--- Materials provided ---

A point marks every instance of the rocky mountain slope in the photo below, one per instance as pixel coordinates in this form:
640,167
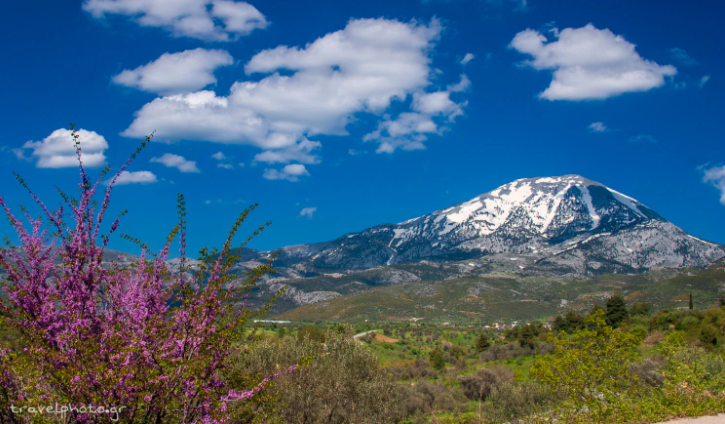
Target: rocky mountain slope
565,226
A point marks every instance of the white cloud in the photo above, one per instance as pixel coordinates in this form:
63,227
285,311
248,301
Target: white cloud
362,68
308,212
716,177
175,161
174,73
209,20
467,58
135,177
290,172
300,152
58,150
597,127
642,137
589,63
681,56
460,86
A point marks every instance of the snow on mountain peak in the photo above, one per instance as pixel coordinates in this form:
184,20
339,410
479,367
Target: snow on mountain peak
542,205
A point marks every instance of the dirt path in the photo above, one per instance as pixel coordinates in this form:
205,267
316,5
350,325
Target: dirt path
710,419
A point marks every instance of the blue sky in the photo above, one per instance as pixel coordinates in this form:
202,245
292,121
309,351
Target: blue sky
337,116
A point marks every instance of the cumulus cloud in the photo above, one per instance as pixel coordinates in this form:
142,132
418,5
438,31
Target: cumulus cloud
175,161
589,63
308,212
299,152
642,137
58,150
362,68
174,73
291,172
681,56
135,177
209,20
467,58
716,177
597,127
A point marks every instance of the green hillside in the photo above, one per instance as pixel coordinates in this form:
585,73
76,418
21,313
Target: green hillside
508,297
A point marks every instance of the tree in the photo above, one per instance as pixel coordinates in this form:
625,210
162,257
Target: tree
597,306
527,337
482,344
616,310
560,324
436,359
592,365
640,308
151,337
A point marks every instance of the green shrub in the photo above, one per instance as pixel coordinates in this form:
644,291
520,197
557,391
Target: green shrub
478,386
591,366
512,400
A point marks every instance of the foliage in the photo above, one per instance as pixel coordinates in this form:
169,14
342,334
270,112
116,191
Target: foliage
590,366
482,344
616,310
478,386
340,382
146,339
436,359
640,308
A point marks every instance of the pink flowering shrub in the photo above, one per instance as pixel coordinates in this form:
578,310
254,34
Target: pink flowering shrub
150,341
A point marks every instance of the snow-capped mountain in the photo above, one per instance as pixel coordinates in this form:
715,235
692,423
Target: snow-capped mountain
564,225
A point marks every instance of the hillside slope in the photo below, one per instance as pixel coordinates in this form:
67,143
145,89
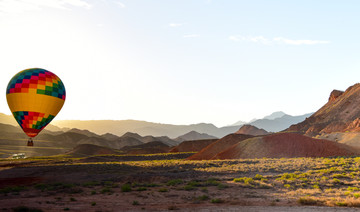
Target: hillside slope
286,145
340,114
218,146
192,146
251,130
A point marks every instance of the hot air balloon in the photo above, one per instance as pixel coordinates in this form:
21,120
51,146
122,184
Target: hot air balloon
35,96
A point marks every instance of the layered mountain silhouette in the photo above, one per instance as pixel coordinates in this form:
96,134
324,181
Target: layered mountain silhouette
251,130
340,114
273,123
285,145
276,121
193,135
192,146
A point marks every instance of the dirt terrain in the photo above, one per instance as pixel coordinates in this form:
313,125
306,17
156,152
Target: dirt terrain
104,184
288,145
340,114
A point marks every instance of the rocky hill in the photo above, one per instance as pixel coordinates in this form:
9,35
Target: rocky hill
340,114
218,146
286,145
148,148
193,135
251,130
192,146
84,150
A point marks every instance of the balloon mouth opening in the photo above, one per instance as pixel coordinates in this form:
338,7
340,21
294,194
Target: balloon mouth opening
30,142
31,132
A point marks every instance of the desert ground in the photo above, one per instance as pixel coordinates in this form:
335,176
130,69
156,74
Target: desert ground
161,182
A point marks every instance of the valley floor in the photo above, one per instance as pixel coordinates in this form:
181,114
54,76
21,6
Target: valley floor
105,183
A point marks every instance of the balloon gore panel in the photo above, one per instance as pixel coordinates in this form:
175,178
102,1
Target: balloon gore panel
35,96
44,82
32,122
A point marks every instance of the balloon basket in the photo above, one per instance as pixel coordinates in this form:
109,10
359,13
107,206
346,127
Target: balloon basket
30,142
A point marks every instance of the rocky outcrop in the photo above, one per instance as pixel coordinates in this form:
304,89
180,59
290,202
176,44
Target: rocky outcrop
286,145
251,130
335,94
341,113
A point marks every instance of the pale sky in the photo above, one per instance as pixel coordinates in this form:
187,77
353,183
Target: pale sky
184,61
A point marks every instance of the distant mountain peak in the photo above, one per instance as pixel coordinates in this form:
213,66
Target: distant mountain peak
193,135
248,129
274,115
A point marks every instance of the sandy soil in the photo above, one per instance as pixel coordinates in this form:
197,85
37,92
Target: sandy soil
67,185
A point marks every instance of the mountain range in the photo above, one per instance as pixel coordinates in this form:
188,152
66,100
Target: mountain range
340,114
273,123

---

• _Written problem_: Write out the lines above, starting at the line that contains "A point marks every instance of the valley" and ending with the final line, and nothing else; copy them exactly.

• _Exercise result_:
A point marks every instance of the valley floor in the photo above, one per instance as pixel coordinates in this form:
181,114
54,76
21,6
Target: valley floor
105,183
A point marks every instance of the balloon gore panel in the photo above, one per instance as pixel coordinates in this form:
175,178
102,1
Target: balloon gore panel
35,96
44,82
32,122
A point marks every instance of the balloon basket in the photo above, one per instance as pixel coordinates in this form:
109,10
359,13
107,206
346,127
Target: balloon basket
30,142
A point marks every instance of the rocky outcrop in the photo above, one per instance as pixel coordinates in this form:
304,89
180,59
290,202
176,44
Target: rocky outcrop
286,145
251,130
335,94
341,113
A point marks every instance of the pale sky in the photo above, one per instance as pixel coordinates in this form:
187,77
353,183
Target: pale sky
184,61
A point marks every instance of the distant mountain peak in the photo above, one per instance as pixel coordinates in this form:
213,66
Target: distant mountain peak
193,135
248,129
274,115
A point marks every instance of the sandy soil in the photo above, one per instance as pixel coordinates in this form:
197,85
37,92
Target: sandy soil
67,185
A point marks every instance of the mountain range in the photo above, one per instance as pixel coordinates in this form:
188,152
66,100
Target: mountain range
340,114
273,123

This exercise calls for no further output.